Se nonostante il lungo percorso che ha portato alla lenta depatologizzazione dell’omosessualità, conclusasi il 17 maggio del 1990, ancora oggi assistiamo a discriminazioni e violenze contro le persone gay e lesbiche, va da sé che nonostante la recente decisione dell’Organizzazione mondiale della sanità (Oms) di rimuovere la disforia di genere dall’ICD11 (precisamente dalla parte riguardante i disturbi mentali), la strada,per il superamento dello stigma, che riguarda le persone trans, appare vertiginosamente e pericolosamente in salita.
L’apprezzabile tentativo delle attiviste trans, Monica Romano e Laura Caruso, di rispondere allo psicoanalista Sarantis Thanopulos, è stato in parte edulcorato dalla decisione della redazione de Il Manifesto, di non aggiungere alla lettera delle attiviste l’elenco delle/dei firmatari della stessa (compresi anche i tanti nominativi di persone non trans, tra cui giornalisti e politici, come, ad esempio, Pippo Civati) ma ancor peggio del farla seguire da un’immediata controrisposta dello stesso Thanopulos. Al di là del contenuto della replica dello psicoanalista, che di fatto riafferma quanto già detto, senza alcun valore aggiunto, quello che ferisce ancor di più è il messaggio implicito di questo agito, ossia il rivendicare il possesso dell’ultima parola.
Non solo ci siamo dovute/i subire dissertazioni paternaliste che attaccano frontalmente il principio dell’autodeterminazione delle persone trans e della rivendicazione della proprietà dei nostri corpi, ma abbiamo anche dovuto assistere al tentativo di squalificazione delle nostre istanze. Beh, visto che sembra che i titoli conseguiti valgano più dei vissuti, esimi colleghi, tenetevi forte, io sono tenuta a parlarne almeno quanto voi, pur con maggiore cognizione di causa, essendo una delle prime psicologhe transgender di questo Paese.
Ora, volete azzittire anche me? O posso dirlo che per una donna transgender è vergognoso che un giornale che si definisce comunista, fondato da Antonio Magri e Rossana Rossanda, permetta che una minoranza sia dileggiata da una maggioranza?

★ ★ ★ ★ ★ ★ ★

▶ **Consegna**
Ricopia il testo di partenza tra "Ora, volete azzittire" e "da una maggioranza?", estremi inclusi, e sostituisci "giornale" con "quotidiano".

★ ★ ★ ★ ★ ★ ★

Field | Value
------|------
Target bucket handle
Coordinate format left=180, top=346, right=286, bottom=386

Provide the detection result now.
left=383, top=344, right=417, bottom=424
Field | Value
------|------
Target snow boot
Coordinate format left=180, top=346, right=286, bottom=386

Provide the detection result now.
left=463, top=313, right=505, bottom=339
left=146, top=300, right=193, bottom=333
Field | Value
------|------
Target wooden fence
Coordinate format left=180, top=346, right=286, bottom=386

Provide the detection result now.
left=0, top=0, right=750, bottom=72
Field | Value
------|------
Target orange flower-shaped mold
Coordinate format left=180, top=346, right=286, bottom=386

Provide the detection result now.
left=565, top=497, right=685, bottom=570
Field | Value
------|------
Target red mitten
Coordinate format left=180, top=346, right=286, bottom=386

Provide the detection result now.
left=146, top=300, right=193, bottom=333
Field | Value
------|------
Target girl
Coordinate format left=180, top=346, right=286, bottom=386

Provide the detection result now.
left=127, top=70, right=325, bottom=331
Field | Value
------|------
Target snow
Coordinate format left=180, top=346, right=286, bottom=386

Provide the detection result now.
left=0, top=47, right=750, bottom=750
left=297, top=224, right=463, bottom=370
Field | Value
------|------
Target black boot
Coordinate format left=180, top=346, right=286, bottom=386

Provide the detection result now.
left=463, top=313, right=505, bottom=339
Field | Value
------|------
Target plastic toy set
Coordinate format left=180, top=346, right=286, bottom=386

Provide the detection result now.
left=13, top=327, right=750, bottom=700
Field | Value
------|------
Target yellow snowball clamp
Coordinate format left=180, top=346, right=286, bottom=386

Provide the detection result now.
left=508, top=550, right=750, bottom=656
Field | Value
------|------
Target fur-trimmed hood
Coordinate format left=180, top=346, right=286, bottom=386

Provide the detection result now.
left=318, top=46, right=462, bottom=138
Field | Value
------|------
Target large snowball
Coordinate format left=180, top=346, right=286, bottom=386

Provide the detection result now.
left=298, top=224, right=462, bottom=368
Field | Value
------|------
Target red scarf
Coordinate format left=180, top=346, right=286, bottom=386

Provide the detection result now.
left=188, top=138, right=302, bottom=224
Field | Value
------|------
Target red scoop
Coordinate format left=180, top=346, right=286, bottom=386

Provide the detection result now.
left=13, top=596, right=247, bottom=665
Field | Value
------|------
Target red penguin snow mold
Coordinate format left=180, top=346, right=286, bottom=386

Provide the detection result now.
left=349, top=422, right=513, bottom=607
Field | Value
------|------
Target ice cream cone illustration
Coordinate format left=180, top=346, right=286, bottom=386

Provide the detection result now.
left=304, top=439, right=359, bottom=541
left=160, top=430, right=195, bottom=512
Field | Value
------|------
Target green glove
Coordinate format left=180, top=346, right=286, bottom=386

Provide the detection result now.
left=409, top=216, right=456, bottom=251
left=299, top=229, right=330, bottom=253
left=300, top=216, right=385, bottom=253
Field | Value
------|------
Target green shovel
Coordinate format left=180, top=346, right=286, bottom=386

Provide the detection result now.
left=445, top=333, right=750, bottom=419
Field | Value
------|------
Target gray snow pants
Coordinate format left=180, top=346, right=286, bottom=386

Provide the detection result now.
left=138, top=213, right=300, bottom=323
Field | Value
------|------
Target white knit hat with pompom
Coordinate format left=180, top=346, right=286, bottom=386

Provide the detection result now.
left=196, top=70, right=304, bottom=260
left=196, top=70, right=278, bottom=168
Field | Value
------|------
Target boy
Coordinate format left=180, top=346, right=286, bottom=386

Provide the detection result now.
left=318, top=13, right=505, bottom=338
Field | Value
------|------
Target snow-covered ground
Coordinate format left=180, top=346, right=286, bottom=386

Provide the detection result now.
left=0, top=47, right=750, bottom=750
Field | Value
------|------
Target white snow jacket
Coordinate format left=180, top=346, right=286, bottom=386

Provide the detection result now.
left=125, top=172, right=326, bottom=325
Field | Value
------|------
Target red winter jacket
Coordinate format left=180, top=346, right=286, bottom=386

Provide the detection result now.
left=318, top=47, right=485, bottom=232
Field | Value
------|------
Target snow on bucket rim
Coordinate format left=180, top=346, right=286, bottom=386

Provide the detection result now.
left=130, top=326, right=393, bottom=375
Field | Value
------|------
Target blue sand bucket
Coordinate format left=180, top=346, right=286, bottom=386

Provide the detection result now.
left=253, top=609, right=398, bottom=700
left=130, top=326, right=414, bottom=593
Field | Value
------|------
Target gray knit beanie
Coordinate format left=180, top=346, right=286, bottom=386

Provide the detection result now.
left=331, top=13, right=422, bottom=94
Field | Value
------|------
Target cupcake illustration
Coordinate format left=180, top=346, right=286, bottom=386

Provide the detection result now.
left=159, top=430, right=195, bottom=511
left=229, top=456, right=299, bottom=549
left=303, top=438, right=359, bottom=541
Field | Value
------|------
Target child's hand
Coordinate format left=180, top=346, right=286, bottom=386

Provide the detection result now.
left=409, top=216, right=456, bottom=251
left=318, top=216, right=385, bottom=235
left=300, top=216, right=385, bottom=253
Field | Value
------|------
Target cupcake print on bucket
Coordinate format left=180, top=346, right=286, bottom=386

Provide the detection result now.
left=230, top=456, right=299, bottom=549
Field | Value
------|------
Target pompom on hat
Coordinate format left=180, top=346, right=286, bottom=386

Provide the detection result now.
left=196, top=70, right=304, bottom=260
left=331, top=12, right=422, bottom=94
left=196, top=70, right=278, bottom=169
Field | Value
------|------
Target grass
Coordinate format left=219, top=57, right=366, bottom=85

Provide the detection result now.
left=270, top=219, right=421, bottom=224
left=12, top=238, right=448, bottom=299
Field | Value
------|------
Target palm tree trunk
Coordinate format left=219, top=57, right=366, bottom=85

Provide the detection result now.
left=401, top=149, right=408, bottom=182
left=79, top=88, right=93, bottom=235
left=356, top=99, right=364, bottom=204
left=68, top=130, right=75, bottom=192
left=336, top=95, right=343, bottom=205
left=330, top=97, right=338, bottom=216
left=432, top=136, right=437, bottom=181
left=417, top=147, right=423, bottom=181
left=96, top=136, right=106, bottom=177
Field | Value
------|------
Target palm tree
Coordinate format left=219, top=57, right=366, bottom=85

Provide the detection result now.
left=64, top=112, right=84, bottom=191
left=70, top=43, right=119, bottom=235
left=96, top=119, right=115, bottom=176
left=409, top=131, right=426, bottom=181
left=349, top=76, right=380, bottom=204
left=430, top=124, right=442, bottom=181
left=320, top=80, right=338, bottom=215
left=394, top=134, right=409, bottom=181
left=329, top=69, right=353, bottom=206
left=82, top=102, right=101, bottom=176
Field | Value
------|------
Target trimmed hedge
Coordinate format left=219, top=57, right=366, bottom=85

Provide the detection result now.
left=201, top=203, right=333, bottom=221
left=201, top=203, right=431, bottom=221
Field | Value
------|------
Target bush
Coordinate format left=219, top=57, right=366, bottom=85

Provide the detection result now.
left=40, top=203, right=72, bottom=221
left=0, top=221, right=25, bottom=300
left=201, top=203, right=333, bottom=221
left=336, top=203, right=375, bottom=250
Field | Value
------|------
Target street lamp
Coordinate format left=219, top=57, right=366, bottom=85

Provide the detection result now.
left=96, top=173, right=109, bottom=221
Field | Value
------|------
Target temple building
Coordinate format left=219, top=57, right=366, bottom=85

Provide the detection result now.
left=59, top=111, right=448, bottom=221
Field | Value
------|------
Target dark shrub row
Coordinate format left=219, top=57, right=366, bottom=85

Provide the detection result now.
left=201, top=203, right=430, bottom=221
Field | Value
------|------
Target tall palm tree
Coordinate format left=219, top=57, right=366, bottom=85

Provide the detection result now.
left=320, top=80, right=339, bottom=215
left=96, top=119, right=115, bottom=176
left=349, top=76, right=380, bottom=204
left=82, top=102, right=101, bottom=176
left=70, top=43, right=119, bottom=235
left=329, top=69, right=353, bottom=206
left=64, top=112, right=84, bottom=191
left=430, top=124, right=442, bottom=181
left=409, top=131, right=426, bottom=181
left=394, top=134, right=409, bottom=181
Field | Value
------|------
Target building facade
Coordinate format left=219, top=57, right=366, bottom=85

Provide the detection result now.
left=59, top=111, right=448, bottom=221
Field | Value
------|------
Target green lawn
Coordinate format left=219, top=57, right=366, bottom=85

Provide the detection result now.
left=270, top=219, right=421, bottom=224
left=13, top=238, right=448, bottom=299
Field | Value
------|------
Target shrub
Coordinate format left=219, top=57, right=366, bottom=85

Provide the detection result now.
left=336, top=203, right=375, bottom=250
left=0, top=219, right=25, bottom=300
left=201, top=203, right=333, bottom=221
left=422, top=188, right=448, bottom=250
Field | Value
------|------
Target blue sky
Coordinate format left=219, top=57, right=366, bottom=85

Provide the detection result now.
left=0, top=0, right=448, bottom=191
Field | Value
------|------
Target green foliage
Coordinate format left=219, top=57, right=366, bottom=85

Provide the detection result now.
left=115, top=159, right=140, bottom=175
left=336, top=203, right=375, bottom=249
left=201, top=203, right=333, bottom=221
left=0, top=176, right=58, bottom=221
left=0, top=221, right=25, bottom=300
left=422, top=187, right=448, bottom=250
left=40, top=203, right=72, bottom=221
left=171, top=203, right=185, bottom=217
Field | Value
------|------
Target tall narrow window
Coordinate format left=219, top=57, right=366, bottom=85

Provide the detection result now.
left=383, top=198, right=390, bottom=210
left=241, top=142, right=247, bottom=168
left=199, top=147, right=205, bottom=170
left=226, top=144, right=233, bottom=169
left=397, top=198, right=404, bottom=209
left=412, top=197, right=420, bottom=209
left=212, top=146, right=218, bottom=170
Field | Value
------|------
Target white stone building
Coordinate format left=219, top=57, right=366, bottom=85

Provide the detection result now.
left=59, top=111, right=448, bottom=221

★ ★ ★ ★ ★ ★ ★

▶ **Soluzione**
Ora, volete azzittire anche me? O posso dirlo che per una donna transgender è vergognoso che un quotidiano che si definisce comunista, fondato da Antonio Magri e Rossana Rossanda, permetta che una minoranza sia dileggiata da una maggioranza?